WHAT YOU NEED TO DO ::
Switch "buffet table" to "banquet table" in the records from the line with "Class: man's short" to the line with "0, 72, 75, 75", and write out only those lines again with everything else left as it is.

ENTRIES SUPPLIED ::
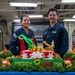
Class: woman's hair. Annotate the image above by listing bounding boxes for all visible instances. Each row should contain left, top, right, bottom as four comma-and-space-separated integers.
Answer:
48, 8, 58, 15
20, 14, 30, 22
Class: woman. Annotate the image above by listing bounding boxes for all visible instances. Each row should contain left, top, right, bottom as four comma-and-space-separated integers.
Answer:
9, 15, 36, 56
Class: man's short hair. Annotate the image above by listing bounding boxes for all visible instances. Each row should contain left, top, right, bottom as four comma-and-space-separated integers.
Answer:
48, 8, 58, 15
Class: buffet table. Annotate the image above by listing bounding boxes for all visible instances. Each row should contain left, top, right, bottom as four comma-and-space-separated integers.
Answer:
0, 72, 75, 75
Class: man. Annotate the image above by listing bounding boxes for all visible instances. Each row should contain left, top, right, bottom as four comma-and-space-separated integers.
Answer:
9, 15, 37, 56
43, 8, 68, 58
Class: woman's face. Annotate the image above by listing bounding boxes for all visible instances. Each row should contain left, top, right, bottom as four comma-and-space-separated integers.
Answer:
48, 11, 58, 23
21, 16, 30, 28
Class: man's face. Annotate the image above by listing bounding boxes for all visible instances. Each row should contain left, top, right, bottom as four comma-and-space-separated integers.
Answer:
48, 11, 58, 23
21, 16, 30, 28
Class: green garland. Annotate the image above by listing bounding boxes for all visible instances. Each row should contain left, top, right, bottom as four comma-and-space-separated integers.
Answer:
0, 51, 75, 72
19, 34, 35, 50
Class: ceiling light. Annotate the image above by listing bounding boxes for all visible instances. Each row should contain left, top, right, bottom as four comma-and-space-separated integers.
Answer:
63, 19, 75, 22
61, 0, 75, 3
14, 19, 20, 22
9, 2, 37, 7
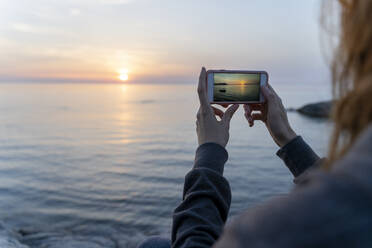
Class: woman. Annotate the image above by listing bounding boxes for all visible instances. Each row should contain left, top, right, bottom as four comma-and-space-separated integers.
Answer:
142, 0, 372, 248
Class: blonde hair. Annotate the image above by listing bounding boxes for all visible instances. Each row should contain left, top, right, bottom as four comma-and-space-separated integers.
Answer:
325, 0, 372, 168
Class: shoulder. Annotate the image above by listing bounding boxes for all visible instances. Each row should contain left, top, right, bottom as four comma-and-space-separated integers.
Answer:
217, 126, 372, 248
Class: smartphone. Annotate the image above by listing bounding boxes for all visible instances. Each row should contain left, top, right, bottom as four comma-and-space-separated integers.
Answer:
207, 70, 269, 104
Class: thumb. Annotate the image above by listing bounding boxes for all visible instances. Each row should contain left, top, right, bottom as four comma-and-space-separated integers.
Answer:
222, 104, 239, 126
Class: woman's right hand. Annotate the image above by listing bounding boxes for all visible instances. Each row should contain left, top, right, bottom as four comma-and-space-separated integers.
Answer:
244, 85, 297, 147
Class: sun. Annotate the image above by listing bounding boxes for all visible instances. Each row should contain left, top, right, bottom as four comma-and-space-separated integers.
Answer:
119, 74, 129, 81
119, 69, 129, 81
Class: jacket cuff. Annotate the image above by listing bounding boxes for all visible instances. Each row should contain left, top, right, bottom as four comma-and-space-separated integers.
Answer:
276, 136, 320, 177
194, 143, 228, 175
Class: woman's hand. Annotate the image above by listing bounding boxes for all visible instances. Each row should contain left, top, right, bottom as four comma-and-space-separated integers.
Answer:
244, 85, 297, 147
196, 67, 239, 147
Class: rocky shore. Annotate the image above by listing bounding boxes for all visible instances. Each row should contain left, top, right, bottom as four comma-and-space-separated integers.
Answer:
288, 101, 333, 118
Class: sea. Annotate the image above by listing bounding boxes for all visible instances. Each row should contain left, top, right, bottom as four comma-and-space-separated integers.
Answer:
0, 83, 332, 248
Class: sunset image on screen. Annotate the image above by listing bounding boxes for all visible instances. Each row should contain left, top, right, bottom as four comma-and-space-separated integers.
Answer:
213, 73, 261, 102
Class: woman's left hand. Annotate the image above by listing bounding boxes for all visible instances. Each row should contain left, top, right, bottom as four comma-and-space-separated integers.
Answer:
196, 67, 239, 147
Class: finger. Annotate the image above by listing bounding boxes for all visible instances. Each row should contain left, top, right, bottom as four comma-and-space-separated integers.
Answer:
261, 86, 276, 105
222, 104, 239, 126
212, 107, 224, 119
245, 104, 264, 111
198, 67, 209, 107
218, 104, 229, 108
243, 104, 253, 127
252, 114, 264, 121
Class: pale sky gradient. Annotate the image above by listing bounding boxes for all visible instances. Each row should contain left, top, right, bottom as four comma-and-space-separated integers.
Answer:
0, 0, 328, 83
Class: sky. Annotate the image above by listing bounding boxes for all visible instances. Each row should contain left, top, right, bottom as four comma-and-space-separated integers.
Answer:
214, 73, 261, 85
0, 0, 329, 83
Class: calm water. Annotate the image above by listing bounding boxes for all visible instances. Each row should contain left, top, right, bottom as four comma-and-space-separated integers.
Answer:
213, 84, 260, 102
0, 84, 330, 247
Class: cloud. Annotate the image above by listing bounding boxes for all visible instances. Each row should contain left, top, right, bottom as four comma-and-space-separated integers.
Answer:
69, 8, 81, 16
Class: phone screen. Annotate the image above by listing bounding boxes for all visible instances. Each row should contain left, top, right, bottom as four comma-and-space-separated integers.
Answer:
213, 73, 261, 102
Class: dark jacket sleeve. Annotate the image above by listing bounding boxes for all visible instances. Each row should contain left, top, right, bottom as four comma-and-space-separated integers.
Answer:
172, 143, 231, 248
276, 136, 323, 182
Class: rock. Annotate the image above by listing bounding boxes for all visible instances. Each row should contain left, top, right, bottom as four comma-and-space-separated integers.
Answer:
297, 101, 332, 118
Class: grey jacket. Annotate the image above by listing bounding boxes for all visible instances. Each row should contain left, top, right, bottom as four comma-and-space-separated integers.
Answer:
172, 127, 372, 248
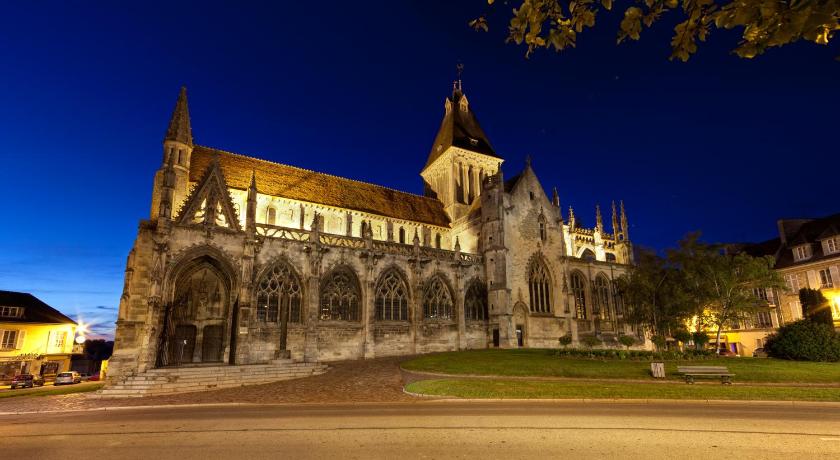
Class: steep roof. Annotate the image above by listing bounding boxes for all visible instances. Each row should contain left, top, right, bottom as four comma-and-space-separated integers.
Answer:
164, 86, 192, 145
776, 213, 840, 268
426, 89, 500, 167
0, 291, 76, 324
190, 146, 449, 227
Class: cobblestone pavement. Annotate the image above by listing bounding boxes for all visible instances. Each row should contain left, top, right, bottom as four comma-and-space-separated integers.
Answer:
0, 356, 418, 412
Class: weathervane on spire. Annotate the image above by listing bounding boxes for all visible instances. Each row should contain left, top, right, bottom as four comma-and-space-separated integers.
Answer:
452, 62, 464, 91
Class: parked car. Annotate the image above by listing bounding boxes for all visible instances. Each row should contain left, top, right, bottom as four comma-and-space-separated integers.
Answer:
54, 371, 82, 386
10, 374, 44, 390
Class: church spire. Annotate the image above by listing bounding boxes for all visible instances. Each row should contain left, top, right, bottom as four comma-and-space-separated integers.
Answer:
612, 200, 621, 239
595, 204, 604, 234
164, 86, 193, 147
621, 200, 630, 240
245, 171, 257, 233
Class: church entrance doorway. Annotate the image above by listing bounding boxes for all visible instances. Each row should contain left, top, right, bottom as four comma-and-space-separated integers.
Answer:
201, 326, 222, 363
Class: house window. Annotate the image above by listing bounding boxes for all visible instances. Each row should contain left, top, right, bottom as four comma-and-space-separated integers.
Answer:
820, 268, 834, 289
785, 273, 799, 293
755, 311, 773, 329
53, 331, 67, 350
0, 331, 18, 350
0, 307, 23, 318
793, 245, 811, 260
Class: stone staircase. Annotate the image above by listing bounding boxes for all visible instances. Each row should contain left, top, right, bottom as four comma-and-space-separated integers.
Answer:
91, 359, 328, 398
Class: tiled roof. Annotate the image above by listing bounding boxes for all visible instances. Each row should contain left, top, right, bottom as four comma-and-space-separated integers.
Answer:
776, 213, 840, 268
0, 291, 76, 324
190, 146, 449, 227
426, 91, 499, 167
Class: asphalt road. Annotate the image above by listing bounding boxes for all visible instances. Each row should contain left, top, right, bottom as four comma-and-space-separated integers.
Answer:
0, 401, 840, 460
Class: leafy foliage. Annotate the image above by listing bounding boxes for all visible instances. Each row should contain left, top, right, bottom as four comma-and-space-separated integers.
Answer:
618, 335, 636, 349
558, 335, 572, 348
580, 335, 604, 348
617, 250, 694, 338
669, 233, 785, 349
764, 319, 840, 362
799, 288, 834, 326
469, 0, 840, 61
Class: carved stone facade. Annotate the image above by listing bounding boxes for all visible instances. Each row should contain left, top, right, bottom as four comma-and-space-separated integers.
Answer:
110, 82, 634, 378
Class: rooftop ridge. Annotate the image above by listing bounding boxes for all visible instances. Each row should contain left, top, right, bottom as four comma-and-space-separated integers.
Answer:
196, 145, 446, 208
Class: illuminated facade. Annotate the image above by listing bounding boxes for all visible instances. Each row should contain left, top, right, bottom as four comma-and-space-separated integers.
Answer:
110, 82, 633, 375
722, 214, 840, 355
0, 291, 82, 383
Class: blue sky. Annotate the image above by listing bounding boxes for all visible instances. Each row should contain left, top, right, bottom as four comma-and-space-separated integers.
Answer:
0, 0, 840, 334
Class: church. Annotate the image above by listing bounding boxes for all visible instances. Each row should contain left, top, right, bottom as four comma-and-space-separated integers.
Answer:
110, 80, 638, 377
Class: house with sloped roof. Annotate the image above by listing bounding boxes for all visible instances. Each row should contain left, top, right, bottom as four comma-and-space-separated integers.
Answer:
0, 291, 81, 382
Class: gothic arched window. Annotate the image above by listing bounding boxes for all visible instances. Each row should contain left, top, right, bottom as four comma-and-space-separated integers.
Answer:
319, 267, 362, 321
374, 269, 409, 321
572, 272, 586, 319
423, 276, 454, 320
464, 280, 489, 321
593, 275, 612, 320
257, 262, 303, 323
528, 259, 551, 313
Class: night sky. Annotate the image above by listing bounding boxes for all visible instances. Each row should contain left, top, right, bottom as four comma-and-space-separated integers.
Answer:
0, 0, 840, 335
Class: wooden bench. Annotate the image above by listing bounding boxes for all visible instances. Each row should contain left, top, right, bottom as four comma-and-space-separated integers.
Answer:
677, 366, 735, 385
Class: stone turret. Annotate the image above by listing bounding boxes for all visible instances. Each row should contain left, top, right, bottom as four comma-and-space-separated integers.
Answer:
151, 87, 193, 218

ANSWER FOR THIS EXERCISE ::
Class: man's short hair. Annotate the image above by listing bounding boxes for all visible instances. Each row should contain left, top, right, bottom as four comma-and-space-separated integers.
Answer:
48, 8, 58, 15
Class: banquet table. Annotate the image above by listing bounding boxes for all visible instances. Each row should contain left, top, right, bottom as four comma-and-space-separated integers.
Answer:
0, 72, 75, 75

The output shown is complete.